*** Begin section ***

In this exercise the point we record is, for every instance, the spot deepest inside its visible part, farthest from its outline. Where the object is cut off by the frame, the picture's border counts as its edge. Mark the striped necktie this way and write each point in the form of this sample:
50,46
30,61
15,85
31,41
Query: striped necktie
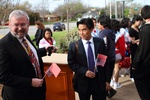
33,59
90,57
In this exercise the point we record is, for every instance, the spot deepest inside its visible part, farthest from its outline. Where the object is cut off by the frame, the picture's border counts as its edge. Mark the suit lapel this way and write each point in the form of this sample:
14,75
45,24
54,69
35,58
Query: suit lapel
20,48
96,47
82,50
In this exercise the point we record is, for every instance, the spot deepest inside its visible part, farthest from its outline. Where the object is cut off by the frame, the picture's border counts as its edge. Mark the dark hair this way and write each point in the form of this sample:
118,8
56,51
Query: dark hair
105,21
125,22
136,18
47,29
145,12
115,25
93,18
86,21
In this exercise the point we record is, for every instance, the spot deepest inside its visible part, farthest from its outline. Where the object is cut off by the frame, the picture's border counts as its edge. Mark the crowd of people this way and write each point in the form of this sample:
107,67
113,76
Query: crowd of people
125,43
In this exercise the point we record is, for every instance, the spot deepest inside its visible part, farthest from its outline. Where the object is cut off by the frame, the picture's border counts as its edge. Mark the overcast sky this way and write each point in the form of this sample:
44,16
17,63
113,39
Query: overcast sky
93,3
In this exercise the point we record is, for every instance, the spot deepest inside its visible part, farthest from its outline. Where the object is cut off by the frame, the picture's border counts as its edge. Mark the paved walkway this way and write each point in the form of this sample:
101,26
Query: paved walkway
127,92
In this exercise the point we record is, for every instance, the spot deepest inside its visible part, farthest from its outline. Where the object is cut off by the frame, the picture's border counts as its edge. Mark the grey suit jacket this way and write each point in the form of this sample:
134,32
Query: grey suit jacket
77,61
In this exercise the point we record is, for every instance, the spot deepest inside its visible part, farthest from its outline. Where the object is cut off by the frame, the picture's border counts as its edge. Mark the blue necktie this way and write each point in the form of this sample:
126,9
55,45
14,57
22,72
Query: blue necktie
90,58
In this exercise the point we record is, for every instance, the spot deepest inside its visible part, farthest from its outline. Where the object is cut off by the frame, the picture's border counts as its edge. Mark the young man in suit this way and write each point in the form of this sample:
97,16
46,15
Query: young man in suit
86,81
20,73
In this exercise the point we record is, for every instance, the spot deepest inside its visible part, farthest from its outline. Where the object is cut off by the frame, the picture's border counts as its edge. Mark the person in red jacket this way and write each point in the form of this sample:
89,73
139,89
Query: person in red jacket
120,52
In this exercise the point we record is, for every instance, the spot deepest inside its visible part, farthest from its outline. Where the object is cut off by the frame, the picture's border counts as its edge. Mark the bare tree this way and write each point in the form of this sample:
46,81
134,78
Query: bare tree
6,6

*** End section ***

EXERCISE DETAILS>
An exact copy is required of each line from the one containing "Query: grey suit jacket" through the last line of the material, and of no other line.

OUTPUT>
Query: grey suit jacket
77,61
In this exercise the point we record is, for every instance, the spot deepest inside its visible part, farthest from its outline. Where the object is cut off by the frame, the picture's border counts as its edge. Mark the blue necktie this way and write each point in the form of this sample:
126,9
55,45
14,57
22,72
Query: blue necktie
90,58
In this exercise the point we record is, for every instance, the spot deepest inside its visible part, farthest from its outline. Where the object is cut off by the frame, the picture's border counts as its edge. Mark the young man in suit this way and write each point in the form of this sample:
97,16
46,15
Query: young man in suit
86,81
20,73
In this exercise the point we record is, for every instance, the spot deepest inside its visible part, farthest from its outline. Where the object is cut off by the frame, the picture's border counts as its edge. Mark the person in red jacket this way and write each point in the form of this sample:
89,73
139,89
Query: person in red jacket
120,52
In this exercise the point we record is, for every instance, the spot deepest inside its visible part, farthest from its outline. Where the object is cut off by the frame, the picture's border counts as its edge. Mark the bare tree this way and write each point in the form of this sample:
46,81
134,78
Query: bare tree
6,6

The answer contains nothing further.